Rewrite the data below as a two-column CSV with the header input,output and one row per text-and-answer pair. Put each text and its answer in its own quoted field, replacing line breaks with spaces.

### RECORDS FOR THE TASK

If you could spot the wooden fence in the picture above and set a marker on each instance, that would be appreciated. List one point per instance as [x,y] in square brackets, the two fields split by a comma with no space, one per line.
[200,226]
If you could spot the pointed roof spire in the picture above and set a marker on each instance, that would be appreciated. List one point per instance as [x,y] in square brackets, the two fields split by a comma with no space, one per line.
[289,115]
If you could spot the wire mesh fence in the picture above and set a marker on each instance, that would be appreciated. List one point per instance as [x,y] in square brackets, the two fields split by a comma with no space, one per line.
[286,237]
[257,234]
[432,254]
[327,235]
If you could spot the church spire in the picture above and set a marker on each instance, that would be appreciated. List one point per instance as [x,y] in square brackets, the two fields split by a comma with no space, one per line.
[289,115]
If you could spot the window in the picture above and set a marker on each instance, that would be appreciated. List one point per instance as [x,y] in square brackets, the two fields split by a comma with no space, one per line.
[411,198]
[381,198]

######

● RESULT FOR THIS TASK
input,output
"If you could spot the wooden fence in the picture above and set a marker on each instance, that would be appreciated. List one point per instance as [x,y] in square brackets, the two fields split by a comma with no space, one per line.","[200,226]"
"If you could spot the pointed roof spire in the picture above and set a marker on each instance, that would be appreciated. List one point per instance as [x,y] in square brackets, the two fields split by a comma with no space, one per line.","[289,115]"
"If you could spot the wire mesh fence in the picture above and set a marker on each instance, that would be appreciated. List one point per instance as [x,y] in square brackets, the two fields split by a comma with no space, one per line.","[286,237] [257,234] [432,254] [327,235]"
"If you could spot the church spire in the picture above and set a marker on each instance, that would be appreciated. List one point per instance as [x,y] in square brackets, the two fields split by a comma with no space, one per line.","[289,115]"
"If you could spot the window in the picture above and set a marker on each instance, that would be appreciated. List one point per instance as [x,y] in square brackets, the two fields split by a comma with no space, one per line.","[411,198] [381,198]"